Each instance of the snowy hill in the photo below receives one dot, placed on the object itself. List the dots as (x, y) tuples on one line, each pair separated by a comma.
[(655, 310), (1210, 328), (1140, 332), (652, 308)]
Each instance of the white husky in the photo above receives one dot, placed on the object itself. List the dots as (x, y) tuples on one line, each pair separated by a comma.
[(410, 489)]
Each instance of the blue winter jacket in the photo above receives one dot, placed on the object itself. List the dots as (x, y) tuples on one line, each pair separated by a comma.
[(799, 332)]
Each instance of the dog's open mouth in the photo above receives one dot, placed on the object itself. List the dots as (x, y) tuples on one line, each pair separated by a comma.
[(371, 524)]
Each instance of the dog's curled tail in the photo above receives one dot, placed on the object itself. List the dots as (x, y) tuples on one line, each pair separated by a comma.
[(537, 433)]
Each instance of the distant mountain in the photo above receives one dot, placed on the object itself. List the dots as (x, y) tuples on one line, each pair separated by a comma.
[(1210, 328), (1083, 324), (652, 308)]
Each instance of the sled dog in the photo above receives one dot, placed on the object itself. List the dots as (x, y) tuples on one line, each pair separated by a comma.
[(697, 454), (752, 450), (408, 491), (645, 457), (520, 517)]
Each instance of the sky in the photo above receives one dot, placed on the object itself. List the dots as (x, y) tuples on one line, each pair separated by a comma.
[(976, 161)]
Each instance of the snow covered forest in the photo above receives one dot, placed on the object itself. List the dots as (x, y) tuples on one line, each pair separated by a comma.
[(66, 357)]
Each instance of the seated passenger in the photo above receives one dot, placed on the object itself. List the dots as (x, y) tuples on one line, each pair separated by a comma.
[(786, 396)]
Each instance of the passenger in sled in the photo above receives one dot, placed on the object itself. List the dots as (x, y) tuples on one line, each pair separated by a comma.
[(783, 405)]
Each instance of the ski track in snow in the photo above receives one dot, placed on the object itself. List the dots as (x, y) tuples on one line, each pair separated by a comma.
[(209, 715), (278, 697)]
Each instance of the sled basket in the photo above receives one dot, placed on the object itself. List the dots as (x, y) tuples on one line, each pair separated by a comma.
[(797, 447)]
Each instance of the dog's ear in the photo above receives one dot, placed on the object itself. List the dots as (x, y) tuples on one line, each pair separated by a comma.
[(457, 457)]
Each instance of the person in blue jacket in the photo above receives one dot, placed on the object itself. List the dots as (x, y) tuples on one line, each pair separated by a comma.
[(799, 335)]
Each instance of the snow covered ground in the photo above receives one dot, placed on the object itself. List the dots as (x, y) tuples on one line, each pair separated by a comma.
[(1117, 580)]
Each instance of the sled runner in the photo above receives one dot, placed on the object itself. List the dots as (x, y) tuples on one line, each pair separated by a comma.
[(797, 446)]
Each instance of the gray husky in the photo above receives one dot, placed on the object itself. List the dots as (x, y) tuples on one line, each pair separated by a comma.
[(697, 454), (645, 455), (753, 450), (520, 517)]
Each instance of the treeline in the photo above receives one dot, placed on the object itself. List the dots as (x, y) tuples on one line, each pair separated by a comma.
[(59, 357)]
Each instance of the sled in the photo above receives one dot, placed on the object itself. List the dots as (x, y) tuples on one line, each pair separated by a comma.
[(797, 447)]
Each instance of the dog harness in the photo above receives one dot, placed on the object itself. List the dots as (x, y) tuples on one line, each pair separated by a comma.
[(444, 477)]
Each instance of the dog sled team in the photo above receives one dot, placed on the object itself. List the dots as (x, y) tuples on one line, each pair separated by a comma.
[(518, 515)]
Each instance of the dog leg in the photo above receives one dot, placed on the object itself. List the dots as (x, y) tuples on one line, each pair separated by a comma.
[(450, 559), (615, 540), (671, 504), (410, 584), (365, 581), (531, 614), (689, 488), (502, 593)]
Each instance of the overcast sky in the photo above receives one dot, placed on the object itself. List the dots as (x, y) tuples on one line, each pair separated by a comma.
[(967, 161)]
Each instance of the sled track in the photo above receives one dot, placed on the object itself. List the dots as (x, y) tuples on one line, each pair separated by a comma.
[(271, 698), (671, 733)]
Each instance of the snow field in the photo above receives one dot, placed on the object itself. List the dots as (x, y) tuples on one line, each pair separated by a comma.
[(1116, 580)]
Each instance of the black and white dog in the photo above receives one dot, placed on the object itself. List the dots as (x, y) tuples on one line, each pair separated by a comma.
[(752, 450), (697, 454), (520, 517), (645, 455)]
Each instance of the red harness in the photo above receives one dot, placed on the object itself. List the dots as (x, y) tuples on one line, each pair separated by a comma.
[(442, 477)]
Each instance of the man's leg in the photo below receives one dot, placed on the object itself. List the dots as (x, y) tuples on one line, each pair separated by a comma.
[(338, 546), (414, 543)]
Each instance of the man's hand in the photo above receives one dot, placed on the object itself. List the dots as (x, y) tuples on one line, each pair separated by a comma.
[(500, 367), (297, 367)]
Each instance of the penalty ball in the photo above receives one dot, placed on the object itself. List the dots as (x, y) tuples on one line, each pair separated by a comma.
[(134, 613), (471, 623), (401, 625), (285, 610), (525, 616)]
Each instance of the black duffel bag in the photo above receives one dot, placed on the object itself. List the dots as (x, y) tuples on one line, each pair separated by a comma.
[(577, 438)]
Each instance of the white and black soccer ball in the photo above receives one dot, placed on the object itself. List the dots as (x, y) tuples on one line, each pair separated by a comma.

■ EXERCISE BRIEF ■
Output the records exactly, including every line.

■ TASK RESPONSE ■
Each instance of the snowy hill in the photo below receives one dot, placed on the object itself. List the dots as (x, y) tuples on one line, each pair separated by a comma.
[(655, 310), (1210, 328), (1140, 332), (652, 308)]
Each instance of the white husky in the photo above receives one dot, placed on the object itself. List the dots as (x, y) tuples on one line, each pair separated by a comma.
[(410, 489)]
Each instance of the blue winter jacket in the photo above receives one dot, placed on the object itself. List the dots as (x, y) tuples on one line, each pair separated by a comma.
[(799, 332)]
Each instance of the dog's open mouth in the photo above receives one dot, placed on the object itself. List the dots as (x, y) tuples on one line, each pair separated by a comma.
[(371, 524)]
Each instance of the dog's curled tail in the photo above receives one dot, placed on the object itself. List the dots as (x, y) tuples on one line, each pair separated by a comma.
[(537, 433)]
Each instance of the distant mountain in the photo above receives one dot, placed on the object itself. List the dots as (x, y) tuples on one line, each pair separated by a comma.
[(1210, 328), (1083, 324), (652, 308)]
Each instance of the sled dog in the photo above receives one dot, placed on the object itself. List the dots as (x, y) tuples on one line, each pair separated by a comma.
[(697, 454), (752, 450), (408, 491), (645, 457), (520, 517)]
Each instance of the sky in the photo above receives one dot, placed on the object itself. List the dots as (x, y) tuples on one line, each pair separated by a comma.
[(976, 161)]
Each instance of the snow covered forest in the photo above receives one dot, placed on the object itself. List the dots as (x, y) tuples on one line, each pair separated by a comma.
[(66, 357)]
Each instance of the seated passenger in the photo above receives one dot, placed on the object itself. List the dots as (x, y) tuples on one line, each pair separated by a comma.
[(786, 396)]
Each instance of the passenger in sled in the photo above receives one dot, placed on the object itself. List the dots as (x, y) tuples on one line, each pair separated by a comma.
[(783, 405)]
Each instance of the ski track in snow in the photo above receives one dot, placed on the object itself. List the dots as (x, y) tuples on one line, each pair separated by a comma.
[(209, 715), (278, 697)]
Each instance of the sled basket in the photo above receives one dot, placed on the object itself. List the dots as (x, y) tuples on one line, each pair separated by a comma.
[(797, 447)]
Each instance of the dog's ear in the photo above receives one dot, placed on the object itself. List the dots as (x, y) tuples on one line, each pair separated by a comma.
[(457, 457)]
Each instance of the person in blue jacket in the photo above receives one dot, placed on the object itself. List the dots as (x, y) tuples on one line, each pair separated by a comma.
[(799, 335)]
Each instance of the snow covered ground in the photo above receives one dot, placed on the object itself. List the dots as (x, y) tuples on one line, each pair separated by a comma.
[(1117, 580)]
Each instance of the sled runner in the photo above receives one dot, placed on the object itself. List the dots as (x, y) tuples on one line, each pair separated by a comma.
[(797, 446)]
Each instance of the gray husky in the photo above receives one dot, placed on the object itself. List the dots as (x, y) tuples on one line, each pair separated by a comma.
[(697, 454), (645, 455), (753, 450), (520, 517)]
Each instance of the treeline in the photo above receives one dot, placed on the object itself. List the dots as (x, y) tuples on one line, each pair separated by a comma.
[(59, 357)]
Each instance of the sled in the photo above receives one dot, placed on the object itself. List the dots as (x, y) tuples on one line, each pair separated by a comma.
[(797, 447)]
Each instance of the dog harness in the photo above receives one dot, placed on the object itself. List the dots as (x, y) tuples on one line, each pair separated by a comma.
[(444, 477)]
Each instance of the dog sled team in the photo above receives one dot, placed on the object itself. List the dots as (x, y) tuples on one line, each pair separated by a comma.
[(518, 515)]
Each instance of the dog leg in the photo above receives one dot, placed on the object itself. List the dots as (x, y) tuples on one line, each pair separated by a comma.
[(450, 559), (615, 540), (671, 504), (410, 584), (365, 581), (531, 614), (689, 488), (502, 593)]
Each instance of the overcast sky in the photo above receives one dot, placed on the object itself. List the dots as (x, y) tuples on one line, each pair separated by a comma.
[(967, 161)]
Each instance of the sled track in the photo above receives one dot, placed on the object itself. List the dots as (x, y) tuples on one line, each pair separated by a comma.
[(271, 698), (671, 733)]
Each instance of the snow field in the photo above receives one dot, placed on the object itself. List the dots as (x, y) tuples on one line, each pair separated by a comma.
[(1116, 580)]
Each instance of the black and white dog in the photo above receives one dot, placed on the object itself. List the dots as (x, y) tuples on one line, each pair separated by a comma.
[(752, 450), (697, 454), (520, 517), (645, 455)]
Each instance of the red harness in the photo above receives one dot, placed on the object itself. List the dots as (x, y) tuples on one line, each pair separated by a comma.
[(442, 477)]
Each instance of the man's leg in the photo below receives one dot, placed on the object itself. List the dots as (x, y) tuples on one line, each pair separated by a comma.
[(338, 546), (414, 543)]
Each instance of the man's hand in the photo above receives one dot, placed on the object itself. List the dots as (x, y) tuples on one line, each pair separated by a comma.
[(500, 367), (297, 367)]
Each instance of the penalty ball in the photo above receives one dot, placed on the object itself. List the dots as (x, y) tuples on one line, each pair separated by a comma.
[(134, 613), (471, 623), (401, 625), (285, 610), (525, 616)]
Each instance of the black duffel bag in the photo above receives one dot, placed on the object itself. List the dots as (x, y) tuples on one line, each pair separated by a comma.
[(577, 438)]
Each instance of the white and black soccer ball in the photo above receives one dot, placed on the object itself. List the dots as (x, y) tuples on one line, each pair separated by a comma.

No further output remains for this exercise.